Work to do:
From the material below, copy out every line that contains the string "shorts", each one in full.

[Object position labeling entries]

# # #

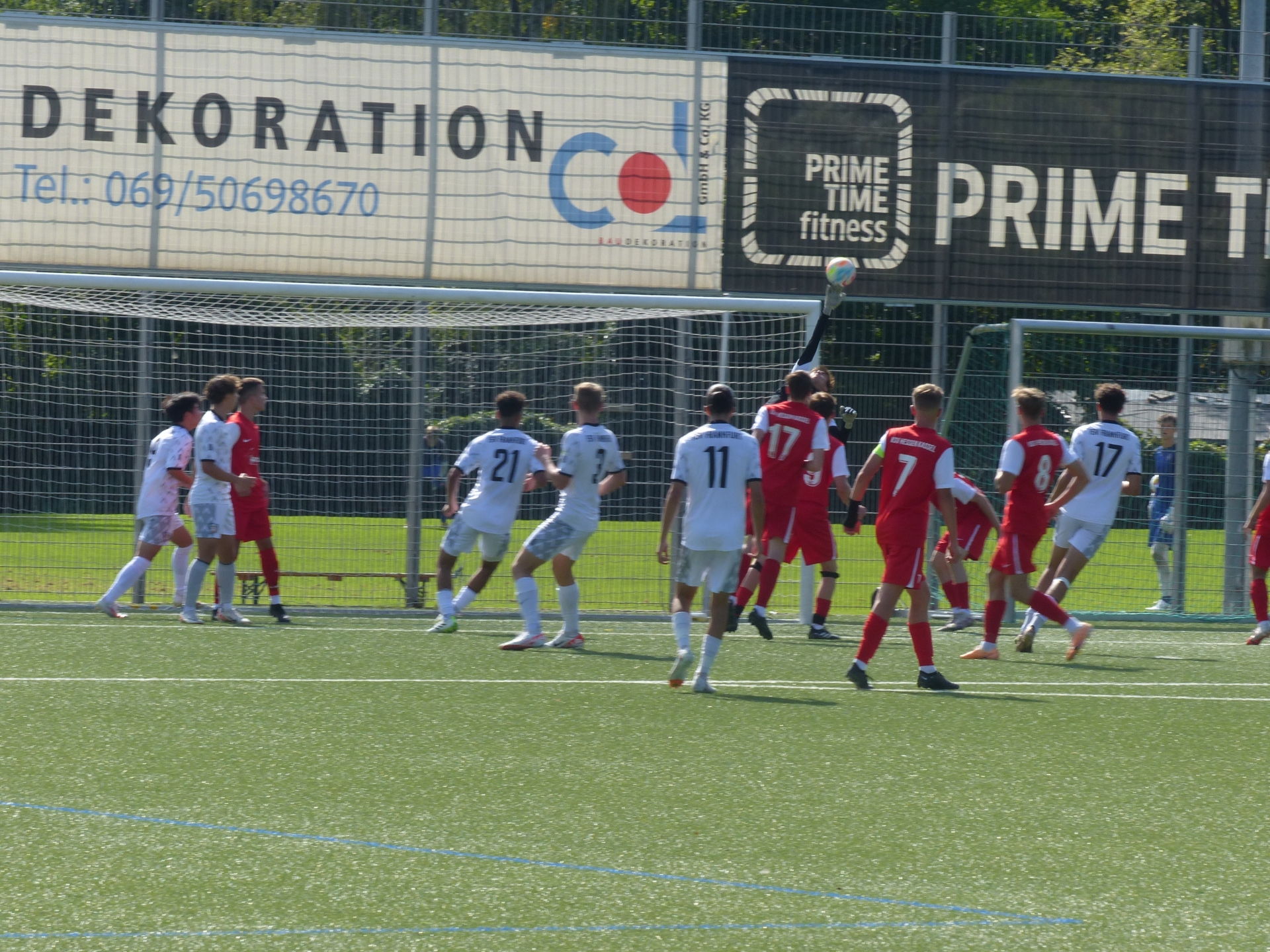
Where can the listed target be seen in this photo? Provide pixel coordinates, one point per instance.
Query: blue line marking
(417, 931)
(544, 863)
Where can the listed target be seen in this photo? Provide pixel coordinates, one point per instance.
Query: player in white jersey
(157, 503)
(508, 467)
(714, 465)
(1111, 456)
(210, 500)
(591, 466)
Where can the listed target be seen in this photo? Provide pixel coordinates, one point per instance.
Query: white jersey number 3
(910, 462)
(1044, 470)
(774, 441)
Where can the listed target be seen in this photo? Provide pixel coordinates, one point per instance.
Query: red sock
(1048, 607)
(771, 571)
(874, 631)
(922, 645)
(992, 615)
(1259, 600)
(270, 569)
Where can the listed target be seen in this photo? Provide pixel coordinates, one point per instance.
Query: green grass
(1123, 791)
(75, 557)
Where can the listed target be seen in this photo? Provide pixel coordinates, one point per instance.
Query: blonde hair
(1031, 400)
(927, 397)
(588, 397)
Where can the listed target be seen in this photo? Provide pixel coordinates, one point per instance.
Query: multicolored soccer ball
(840, 272)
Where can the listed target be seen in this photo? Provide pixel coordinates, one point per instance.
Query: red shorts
(813, 536)
(973, 545)
(778, 524)
(252, 524)
(904, 565)
(1259, 551)
(1014, 554)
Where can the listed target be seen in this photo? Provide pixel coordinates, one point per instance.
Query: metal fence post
(948, 45)
(1195, 52)
(414, 474)
(1253, 41)
(142, 429)
(1181, 469)
(694, 38)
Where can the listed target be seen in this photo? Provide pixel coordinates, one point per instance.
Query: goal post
(356, 375)
(1188, 370)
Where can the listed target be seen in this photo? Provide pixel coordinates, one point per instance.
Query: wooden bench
(254, 584)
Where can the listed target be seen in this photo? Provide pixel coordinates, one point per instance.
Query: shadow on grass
(773, 699)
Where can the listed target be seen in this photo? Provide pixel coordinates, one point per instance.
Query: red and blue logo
(644, 182)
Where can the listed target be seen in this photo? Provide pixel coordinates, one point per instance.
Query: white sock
(709, 653)
(446, 602)
(194, 582)
(226, 580)
(527, 598)
(179, 571)
(570, 598)
(683, 622)
(126, 579)
(465, 598)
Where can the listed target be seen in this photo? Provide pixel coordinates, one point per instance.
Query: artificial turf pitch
(1109, 804)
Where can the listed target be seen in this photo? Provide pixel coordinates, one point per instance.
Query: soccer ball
(840, 272)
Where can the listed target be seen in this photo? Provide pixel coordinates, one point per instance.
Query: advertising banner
(144, 146)
(997, 186)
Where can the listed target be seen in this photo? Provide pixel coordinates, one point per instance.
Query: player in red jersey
(252, 513)
(813, 532)
(1029, 466)
(1257, 526)
(974, 520)
(916, 466)
(792, 441)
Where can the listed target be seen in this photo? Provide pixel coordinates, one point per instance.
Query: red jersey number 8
(1044, 469)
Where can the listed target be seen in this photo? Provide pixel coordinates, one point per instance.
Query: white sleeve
(469, 460)
(945, 471)
(680, 470)
(963, 492)
(761, 419)
(821, 436)
(1068, 456)
(1011, 457)
(839, 465)
(756, 465)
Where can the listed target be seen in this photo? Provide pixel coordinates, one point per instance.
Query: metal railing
(736, 27)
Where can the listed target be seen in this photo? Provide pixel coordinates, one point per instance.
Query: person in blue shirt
(1160, 535)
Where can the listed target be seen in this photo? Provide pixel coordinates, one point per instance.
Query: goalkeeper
(1160, 513)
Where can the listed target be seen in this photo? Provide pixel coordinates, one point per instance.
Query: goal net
(356, 377)
(1206, 376)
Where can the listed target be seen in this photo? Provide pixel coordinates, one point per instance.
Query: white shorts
(158, 530)
(715, 568)
(556, 537)
(461, 537)
(1085, 537)
(214, 520)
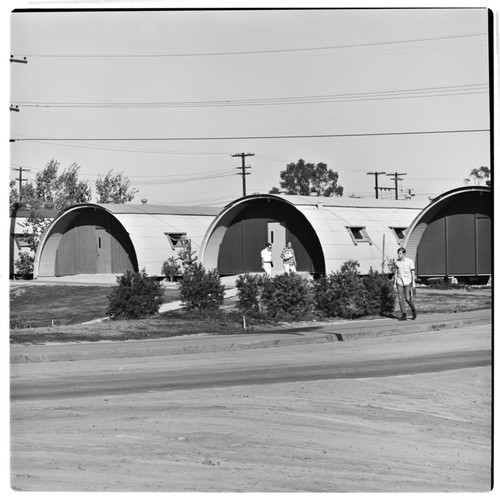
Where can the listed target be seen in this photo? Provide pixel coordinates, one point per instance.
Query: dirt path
(419, 433)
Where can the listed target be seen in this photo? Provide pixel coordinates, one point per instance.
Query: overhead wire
(447, 91)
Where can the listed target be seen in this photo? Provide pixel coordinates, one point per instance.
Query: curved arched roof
(330, 217)
(417, 228)
(146, 225)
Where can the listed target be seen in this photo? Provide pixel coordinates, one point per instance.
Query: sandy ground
(410, 433)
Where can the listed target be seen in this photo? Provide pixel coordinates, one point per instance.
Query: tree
(52, 191)
(114, 188)
(478, 175)
(307, 178)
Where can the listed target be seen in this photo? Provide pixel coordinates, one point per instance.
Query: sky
(168, 97)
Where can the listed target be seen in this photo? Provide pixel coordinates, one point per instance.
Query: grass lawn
(47, 313)
(46, 305)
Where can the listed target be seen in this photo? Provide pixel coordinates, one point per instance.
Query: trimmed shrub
(341, 293)
(200, 289)
(380, 294)
(287, 296)
(136, 296)
(249, 292)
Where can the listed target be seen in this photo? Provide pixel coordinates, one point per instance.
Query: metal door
(276, 235)
(103, 251)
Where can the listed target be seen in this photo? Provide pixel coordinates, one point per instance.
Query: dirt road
(422, 432)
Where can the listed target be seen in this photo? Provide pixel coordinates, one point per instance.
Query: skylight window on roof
(359, 234)
(177, 240)
(399, 232)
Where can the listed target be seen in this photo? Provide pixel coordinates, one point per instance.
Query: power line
(269, 51)
(239, 138)
(243, 169)
(448, 91)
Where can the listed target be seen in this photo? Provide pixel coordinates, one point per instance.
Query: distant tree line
(309, 179)
(56, 190)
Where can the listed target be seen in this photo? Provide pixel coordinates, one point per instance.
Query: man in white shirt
(404, 283)
(267, 259)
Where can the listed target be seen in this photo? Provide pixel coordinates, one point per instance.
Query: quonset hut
(115, 238)
(453, 235)
(325, 232)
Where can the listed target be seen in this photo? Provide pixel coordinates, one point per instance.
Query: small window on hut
(399, 232)
(178, 240)
(359, 234)
(22, 241)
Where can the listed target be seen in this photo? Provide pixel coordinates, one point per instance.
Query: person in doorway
(288, 257)
(404, 283)
(267, 259)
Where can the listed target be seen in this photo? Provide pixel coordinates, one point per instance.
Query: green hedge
(343, 294)
(136, 296)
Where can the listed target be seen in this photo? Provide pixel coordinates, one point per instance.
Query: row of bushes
(343, 294)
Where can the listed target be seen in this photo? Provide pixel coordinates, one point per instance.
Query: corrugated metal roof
(116, 208)
(330, 217)
(340, 201)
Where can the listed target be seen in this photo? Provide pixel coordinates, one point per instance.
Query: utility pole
(376, 174)
(243, 168)
(20, 179)
(396, 179)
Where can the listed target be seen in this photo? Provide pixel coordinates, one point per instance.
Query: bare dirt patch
(422, 433)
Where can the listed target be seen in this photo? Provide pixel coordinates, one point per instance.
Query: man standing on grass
(404, 283)
(267, 259)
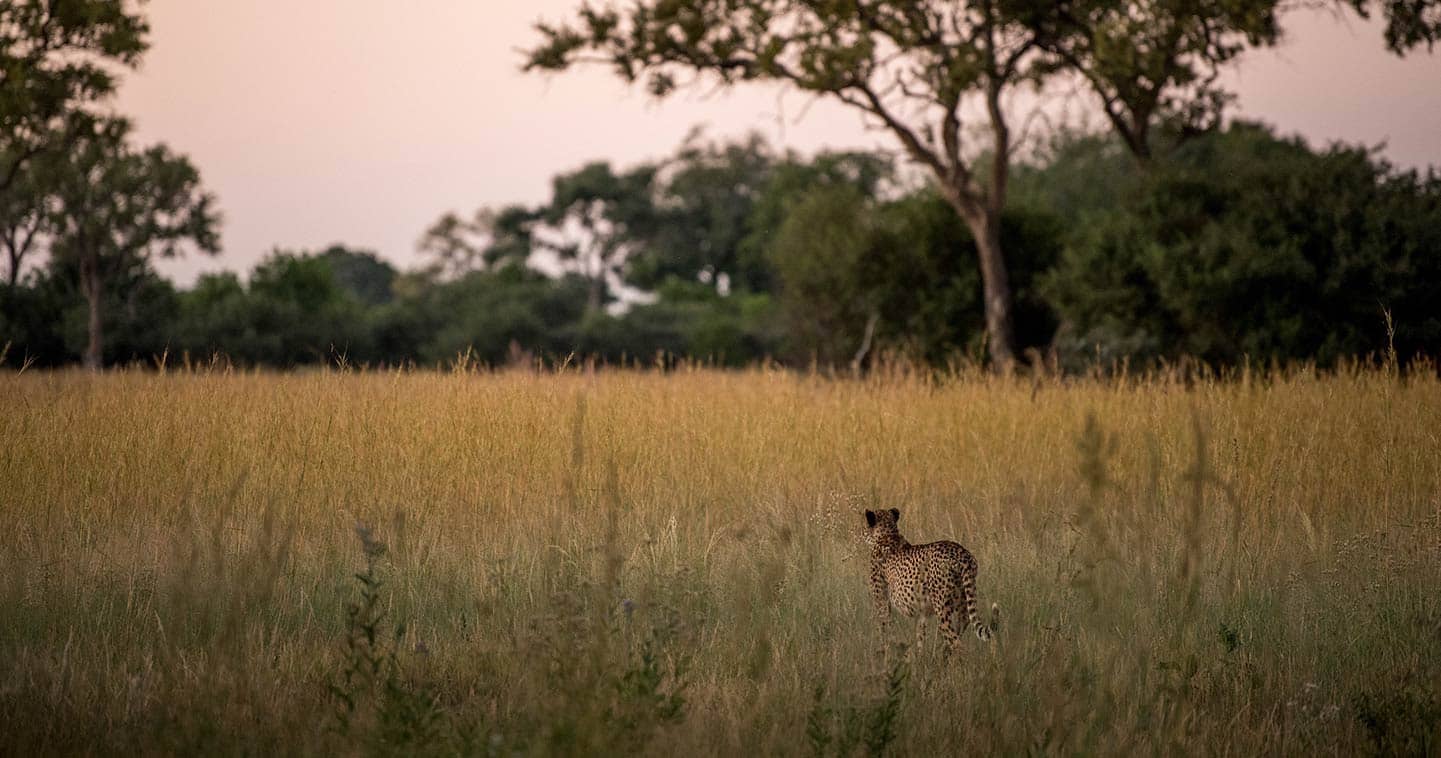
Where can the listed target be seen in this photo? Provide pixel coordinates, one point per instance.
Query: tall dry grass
(669, 564)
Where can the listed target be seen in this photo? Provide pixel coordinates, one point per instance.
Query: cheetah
(937, 578)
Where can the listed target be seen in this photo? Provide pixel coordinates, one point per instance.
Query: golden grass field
(669, 564)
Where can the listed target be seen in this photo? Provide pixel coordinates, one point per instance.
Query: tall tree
(23, 216)
(117, 208)
(594, 221)
(56, 56)
(909, 65)
(1154, 65)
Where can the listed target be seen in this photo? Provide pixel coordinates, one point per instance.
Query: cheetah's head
(881, 526)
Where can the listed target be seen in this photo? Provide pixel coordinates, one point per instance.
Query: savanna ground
(670, 562)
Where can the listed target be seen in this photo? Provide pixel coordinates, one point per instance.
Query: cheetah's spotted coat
(937, 578)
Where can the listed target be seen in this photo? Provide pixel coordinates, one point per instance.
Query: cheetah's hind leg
(969, 607)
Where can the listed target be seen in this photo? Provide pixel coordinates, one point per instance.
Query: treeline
(1238, 247)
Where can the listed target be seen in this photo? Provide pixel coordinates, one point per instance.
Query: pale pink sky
(360, 121)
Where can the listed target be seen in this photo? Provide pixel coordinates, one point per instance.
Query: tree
(362, 274)
(703, 196)
(460, 245)
(1248, 247)
(594, 221)
(908, 65)
(23, 216)
(55, 59)
(1154, 65)
(117, 208)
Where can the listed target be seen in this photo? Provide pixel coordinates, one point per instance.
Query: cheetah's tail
(984, 631)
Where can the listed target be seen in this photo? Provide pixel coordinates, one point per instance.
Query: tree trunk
(1000, 335)
(94, 291)
(592, 301)
(996, 300)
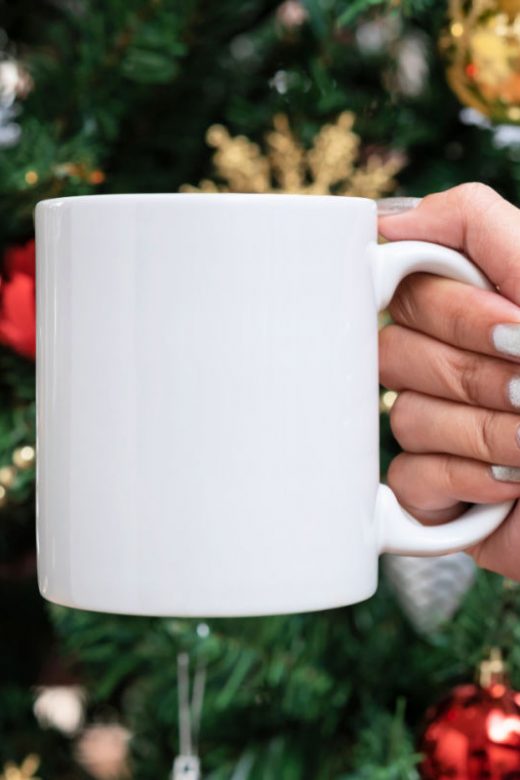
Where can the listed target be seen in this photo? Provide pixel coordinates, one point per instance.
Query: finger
(500, 552)
(453, 312)
(410, 360)
(472, 218)
(422, 424)
(435, 487)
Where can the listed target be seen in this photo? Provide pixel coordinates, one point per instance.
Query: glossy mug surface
(207, 398)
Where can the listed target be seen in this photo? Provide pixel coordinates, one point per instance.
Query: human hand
(453, 354)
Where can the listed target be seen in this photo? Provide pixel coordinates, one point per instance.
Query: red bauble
(17, 304)
(473, 734)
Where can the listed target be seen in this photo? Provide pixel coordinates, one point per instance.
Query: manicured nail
(389, 207)
(505, 473)
(506, 338)
(513, 391)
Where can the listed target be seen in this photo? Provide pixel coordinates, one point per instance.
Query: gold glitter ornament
(7, 476)
(332, 165)
(26, 770)
(481, 45)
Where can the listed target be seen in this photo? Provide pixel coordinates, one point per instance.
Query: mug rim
(204, 197)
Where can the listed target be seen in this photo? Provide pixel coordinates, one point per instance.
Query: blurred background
(368, 97)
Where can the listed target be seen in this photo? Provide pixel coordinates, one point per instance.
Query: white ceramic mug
(207, 393)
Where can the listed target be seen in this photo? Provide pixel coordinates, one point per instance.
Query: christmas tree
(159, 96)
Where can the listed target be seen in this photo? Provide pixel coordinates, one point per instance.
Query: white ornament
(61, 707)
(429, 590)
(186, 768)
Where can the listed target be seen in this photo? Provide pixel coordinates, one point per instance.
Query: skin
(453, 417)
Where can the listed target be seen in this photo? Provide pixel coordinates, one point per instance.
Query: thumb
(474, 219)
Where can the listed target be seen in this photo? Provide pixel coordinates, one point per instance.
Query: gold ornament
(330, 167)
(387, 400)
(482, 49)
(26, 770)
(23, 457)
(7, 476)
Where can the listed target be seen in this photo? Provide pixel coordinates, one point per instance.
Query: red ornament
(474, 733)
(17, 300)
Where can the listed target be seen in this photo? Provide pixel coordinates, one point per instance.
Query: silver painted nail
(506, 338)
(513, 391)
(388, 207)
(505, 473)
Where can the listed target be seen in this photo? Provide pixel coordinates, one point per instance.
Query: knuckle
(485, 436)
(400, 418)
(468, 370)
(403, 306)
(394, 474)
(450, 475)
(390, 340)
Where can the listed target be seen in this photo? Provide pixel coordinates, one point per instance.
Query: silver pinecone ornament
(429, 590)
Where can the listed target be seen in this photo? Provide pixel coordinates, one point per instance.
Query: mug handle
(399, 532)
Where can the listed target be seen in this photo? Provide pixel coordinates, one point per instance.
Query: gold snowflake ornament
(332, 166)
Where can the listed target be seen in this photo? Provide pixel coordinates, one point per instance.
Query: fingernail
(513, 391)
(506, 338)
(389, 207)
(506, 473)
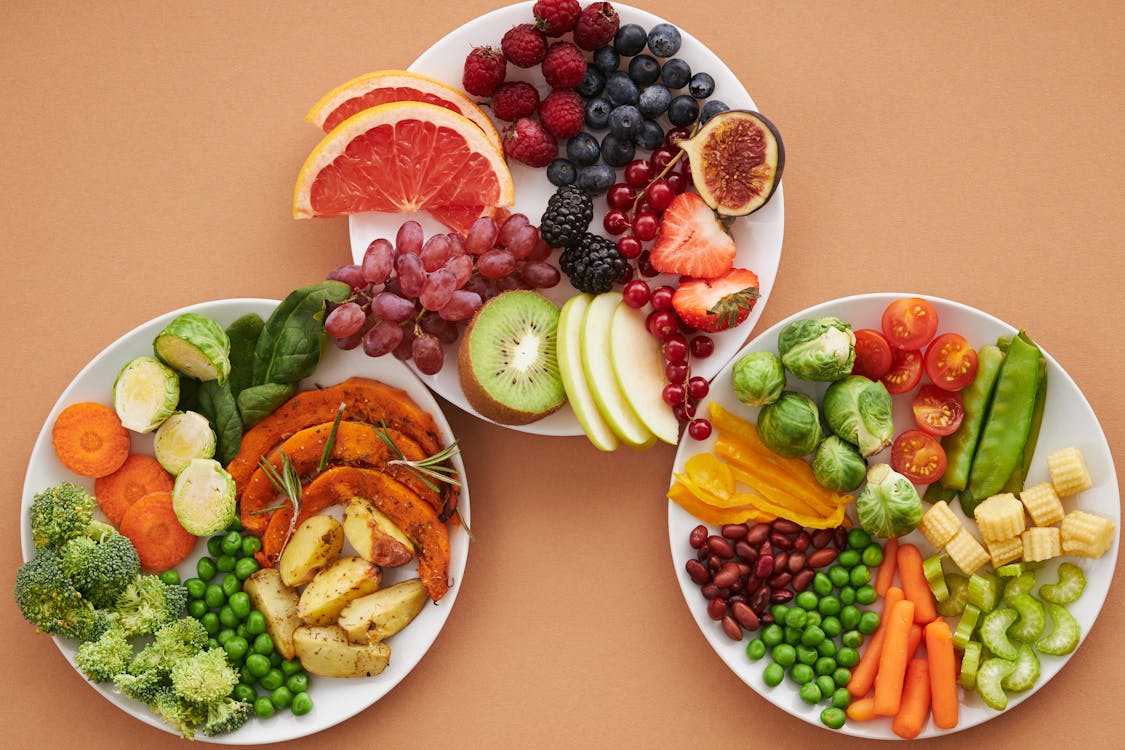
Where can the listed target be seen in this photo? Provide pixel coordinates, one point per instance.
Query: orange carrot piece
(863, 676)
(884, 577)
(915, 706)
(892, 661)
(138, 476)
(90, 440)
(915, 585)
(155, 532)
(943, 674)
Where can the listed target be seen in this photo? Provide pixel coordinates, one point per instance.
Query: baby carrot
(892, 661)
(915, 585)
(863, 676)
(884, 577)
(943, 674)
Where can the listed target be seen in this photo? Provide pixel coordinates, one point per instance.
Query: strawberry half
(719, 304)
(692, 241)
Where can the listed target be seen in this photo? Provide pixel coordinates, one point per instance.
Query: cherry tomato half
(951, 362)
(909, 323)
(918, 457)
(905, 372)
(937, 412)
(872, 354)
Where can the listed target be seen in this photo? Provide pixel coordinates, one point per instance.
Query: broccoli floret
(106, 658)
(60, 513)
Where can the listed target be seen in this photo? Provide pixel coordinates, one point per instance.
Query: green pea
(206, 569)
(263, 706)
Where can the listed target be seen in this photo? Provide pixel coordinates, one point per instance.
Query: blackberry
(593, 264)
(568, 214)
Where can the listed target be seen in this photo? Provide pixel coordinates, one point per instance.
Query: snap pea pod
(1008, 422)
(961, 445)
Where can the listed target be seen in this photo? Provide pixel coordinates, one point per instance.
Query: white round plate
(758, 235)
(1068, 419)
(334, 699)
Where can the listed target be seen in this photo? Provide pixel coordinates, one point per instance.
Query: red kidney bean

# # #

Task answer:
Query: red shorts
Query: white shorts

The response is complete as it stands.